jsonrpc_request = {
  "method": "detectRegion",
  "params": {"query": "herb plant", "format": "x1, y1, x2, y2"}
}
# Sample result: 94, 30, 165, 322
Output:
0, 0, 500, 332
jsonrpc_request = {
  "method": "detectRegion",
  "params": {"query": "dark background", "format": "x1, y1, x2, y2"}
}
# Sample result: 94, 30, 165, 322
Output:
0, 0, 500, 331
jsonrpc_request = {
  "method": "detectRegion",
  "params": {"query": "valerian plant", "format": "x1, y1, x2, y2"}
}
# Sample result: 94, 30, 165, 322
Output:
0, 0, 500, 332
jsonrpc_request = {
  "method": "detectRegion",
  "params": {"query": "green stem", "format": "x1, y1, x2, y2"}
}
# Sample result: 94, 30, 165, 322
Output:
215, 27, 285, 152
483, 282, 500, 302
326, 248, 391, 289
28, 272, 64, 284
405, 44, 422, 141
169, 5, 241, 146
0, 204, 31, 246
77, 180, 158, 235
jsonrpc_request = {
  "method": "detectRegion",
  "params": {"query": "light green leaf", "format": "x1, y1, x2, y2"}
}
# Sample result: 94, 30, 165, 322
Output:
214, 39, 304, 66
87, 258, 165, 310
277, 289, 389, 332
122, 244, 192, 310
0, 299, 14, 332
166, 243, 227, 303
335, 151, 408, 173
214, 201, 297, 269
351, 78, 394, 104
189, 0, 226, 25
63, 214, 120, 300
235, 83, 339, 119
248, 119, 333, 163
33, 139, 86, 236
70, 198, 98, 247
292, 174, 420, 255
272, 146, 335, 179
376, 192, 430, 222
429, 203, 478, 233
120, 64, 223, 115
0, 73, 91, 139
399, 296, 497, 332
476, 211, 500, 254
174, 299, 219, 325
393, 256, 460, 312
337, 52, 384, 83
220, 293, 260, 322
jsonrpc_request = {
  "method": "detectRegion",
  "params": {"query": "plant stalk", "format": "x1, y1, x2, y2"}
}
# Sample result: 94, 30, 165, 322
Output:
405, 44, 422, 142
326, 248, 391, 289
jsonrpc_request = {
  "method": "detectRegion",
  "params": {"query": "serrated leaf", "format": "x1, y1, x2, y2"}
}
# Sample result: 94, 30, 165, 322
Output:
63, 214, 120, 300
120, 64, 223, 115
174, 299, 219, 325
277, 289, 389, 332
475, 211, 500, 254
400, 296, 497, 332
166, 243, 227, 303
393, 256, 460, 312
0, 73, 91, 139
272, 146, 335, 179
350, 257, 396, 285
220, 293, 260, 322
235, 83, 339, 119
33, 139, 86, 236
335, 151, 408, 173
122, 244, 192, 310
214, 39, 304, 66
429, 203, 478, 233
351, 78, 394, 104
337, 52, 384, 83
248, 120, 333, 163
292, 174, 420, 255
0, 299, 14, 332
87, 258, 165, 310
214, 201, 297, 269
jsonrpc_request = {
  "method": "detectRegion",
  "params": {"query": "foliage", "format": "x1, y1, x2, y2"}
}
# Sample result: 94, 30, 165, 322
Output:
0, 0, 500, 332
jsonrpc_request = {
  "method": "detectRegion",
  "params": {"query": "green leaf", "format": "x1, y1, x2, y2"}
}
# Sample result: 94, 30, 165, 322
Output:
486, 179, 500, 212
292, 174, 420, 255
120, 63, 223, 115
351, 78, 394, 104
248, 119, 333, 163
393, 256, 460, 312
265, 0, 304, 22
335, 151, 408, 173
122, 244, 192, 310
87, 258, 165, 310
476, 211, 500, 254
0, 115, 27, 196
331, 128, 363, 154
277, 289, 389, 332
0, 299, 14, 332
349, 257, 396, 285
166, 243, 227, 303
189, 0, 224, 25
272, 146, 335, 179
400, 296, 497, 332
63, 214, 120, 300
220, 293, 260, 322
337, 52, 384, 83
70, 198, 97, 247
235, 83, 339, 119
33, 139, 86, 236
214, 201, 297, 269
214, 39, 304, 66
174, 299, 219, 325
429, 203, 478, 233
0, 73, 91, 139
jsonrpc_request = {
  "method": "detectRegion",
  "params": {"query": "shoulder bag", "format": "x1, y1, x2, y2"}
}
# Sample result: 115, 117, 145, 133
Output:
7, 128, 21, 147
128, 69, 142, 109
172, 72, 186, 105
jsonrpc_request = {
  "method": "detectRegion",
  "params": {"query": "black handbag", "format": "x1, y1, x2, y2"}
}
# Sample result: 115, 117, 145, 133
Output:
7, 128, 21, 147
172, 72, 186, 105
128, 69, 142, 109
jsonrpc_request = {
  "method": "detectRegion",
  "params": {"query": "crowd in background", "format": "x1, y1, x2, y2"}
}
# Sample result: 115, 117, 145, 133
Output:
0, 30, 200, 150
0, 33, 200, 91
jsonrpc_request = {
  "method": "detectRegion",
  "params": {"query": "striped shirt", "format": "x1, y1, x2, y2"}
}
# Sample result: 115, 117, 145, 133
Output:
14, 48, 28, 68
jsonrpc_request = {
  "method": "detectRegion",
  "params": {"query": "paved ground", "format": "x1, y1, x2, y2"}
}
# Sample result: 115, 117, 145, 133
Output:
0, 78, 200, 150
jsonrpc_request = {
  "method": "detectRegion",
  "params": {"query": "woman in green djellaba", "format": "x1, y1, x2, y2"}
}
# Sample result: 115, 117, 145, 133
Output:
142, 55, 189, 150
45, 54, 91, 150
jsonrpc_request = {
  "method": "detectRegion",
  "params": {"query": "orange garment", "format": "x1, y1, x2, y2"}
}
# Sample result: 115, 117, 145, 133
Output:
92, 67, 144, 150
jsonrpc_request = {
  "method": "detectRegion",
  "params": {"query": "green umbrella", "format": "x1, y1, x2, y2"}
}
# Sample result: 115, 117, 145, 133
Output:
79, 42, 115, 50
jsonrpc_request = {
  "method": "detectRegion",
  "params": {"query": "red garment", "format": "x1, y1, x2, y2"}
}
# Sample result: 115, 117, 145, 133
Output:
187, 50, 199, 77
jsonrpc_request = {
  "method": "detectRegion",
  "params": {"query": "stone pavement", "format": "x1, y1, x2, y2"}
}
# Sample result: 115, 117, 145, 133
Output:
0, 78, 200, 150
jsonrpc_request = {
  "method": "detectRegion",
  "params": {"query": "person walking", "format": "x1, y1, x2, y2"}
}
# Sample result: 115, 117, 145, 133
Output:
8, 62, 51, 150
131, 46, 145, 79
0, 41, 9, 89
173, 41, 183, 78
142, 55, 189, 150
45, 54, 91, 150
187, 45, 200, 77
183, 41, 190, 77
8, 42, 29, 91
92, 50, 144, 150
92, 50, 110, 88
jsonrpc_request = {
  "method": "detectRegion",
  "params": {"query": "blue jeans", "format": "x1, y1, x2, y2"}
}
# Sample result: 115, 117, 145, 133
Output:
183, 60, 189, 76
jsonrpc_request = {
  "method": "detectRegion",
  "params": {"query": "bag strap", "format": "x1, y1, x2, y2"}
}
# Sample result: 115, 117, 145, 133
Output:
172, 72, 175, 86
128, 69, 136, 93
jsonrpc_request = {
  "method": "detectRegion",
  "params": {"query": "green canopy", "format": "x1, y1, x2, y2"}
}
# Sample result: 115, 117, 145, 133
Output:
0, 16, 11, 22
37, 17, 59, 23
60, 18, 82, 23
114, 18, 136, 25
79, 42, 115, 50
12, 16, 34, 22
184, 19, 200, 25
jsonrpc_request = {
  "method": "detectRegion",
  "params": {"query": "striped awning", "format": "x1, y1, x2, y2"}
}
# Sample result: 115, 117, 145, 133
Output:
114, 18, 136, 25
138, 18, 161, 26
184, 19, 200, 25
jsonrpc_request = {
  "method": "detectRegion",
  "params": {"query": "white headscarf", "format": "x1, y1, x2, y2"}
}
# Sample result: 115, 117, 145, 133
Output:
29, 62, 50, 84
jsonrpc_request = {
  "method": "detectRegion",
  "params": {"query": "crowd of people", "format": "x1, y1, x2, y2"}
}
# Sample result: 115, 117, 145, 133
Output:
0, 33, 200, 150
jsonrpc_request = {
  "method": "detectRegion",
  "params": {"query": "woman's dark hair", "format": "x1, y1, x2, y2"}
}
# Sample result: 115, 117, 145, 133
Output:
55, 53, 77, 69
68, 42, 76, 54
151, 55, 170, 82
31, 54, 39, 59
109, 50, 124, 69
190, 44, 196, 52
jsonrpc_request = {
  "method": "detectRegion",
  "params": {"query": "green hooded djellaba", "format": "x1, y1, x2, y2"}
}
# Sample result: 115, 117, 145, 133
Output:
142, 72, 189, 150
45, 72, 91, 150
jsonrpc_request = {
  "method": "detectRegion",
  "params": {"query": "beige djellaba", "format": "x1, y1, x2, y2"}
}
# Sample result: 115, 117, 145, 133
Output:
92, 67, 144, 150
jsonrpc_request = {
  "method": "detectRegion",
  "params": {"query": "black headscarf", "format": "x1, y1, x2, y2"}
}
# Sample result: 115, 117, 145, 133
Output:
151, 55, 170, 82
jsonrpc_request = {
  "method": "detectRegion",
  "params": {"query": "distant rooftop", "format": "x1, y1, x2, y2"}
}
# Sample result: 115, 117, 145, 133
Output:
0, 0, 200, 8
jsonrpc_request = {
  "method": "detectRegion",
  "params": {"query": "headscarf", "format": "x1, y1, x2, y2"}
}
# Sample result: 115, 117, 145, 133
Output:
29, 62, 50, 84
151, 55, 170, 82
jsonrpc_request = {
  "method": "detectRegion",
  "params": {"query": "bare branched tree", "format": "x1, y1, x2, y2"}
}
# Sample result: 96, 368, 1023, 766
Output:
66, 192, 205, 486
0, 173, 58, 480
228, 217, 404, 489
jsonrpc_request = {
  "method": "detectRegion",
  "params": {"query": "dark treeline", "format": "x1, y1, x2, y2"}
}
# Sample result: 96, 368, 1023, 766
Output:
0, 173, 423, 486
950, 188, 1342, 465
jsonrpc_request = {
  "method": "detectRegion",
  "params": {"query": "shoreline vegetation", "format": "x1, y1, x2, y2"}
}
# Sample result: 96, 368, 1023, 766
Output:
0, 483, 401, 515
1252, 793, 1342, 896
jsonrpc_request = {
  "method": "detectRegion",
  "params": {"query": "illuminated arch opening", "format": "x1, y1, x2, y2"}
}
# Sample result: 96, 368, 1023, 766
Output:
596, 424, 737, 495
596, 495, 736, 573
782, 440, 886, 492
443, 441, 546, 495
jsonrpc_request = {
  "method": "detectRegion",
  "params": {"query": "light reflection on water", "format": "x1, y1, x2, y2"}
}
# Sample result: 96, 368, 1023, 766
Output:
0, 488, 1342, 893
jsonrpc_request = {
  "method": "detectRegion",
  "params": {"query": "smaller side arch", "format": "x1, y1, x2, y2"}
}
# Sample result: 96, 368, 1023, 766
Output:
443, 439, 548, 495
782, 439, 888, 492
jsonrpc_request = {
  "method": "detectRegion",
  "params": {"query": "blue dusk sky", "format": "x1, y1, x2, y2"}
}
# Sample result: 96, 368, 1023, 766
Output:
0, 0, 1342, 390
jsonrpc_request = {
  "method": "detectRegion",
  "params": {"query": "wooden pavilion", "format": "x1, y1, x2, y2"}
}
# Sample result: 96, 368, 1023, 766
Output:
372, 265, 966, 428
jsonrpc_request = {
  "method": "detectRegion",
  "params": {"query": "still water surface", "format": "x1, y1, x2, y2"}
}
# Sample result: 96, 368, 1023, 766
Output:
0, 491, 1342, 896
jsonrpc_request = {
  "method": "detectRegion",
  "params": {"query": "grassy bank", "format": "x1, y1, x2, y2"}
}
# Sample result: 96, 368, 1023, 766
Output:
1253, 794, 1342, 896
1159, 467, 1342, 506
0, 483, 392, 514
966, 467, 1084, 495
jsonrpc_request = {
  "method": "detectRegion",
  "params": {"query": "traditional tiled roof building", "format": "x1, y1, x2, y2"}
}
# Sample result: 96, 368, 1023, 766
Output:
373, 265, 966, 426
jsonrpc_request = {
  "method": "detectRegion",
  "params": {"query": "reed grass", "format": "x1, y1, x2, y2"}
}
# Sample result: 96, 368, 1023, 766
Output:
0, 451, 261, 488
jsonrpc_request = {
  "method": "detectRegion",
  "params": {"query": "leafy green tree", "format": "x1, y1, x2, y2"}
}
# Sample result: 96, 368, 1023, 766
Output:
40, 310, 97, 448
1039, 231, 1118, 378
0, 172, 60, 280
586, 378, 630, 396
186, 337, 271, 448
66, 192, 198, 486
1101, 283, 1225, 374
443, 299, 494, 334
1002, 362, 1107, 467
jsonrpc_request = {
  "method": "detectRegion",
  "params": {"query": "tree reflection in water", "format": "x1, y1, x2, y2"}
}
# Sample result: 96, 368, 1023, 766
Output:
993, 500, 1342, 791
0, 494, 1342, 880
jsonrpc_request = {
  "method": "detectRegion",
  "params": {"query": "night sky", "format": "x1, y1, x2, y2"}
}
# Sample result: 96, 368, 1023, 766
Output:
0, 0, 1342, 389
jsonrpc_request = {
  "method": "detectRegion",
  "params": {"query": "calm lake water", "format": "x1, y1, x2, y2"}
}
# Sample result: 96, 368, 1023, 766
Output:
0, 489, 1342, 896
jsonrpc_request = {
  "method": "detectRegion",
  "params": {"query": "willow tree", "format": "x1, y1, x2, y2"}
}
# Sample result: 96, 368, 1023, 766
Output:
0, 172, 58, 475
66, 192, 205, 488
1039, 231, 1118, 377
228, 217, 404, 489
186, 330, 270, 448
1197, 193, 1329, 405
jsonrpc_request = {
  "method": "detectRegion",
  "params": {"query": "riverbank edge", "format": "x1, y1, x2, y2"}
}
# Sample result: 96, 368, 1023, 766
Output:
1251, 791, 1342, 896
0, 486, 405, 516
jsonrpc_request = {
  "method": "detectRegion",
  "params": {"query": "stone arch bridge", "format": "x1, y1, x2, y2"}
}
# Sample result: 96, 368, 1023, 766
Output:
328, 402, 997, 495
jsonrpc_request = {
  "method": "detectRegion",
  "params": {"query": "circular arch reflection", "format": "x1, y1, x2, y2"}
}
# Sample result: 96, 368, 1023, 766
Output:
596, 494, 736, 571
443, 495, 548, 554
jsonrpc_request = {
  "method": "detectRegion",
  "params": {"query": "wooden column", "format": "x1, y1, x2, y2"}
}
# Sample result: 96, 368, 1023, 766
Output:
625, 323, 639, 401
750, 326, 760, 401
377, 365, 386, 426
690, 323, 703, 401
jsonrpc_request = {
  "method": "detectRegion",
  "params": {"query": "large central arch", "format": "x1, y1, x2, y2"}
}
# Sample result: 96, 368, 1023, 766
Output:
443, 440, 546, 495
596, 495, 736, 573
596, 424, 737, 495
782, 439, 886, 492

.....

Could you give the listing again from its first line through the line containing "0, 0, 500, 331", switching "dark background" to "black background" and keeping everything else the same?

jsonrpc_request = {
  "method": "detectRegion",
  "params": {"query": "herb plant", "format": "x1, y1, x2, y2"}
}
# Sample result: 94, 30, 165, 322
Output:
0, 0, 500, 332
jsonrpc_request = {
  "method": "detectRegion",
  "params": {"query": "black background", "format": "x1, y1, x2, y2"}
}
# Sample result: 94, 30, 165, 322
Output:
0, 0, 500, 331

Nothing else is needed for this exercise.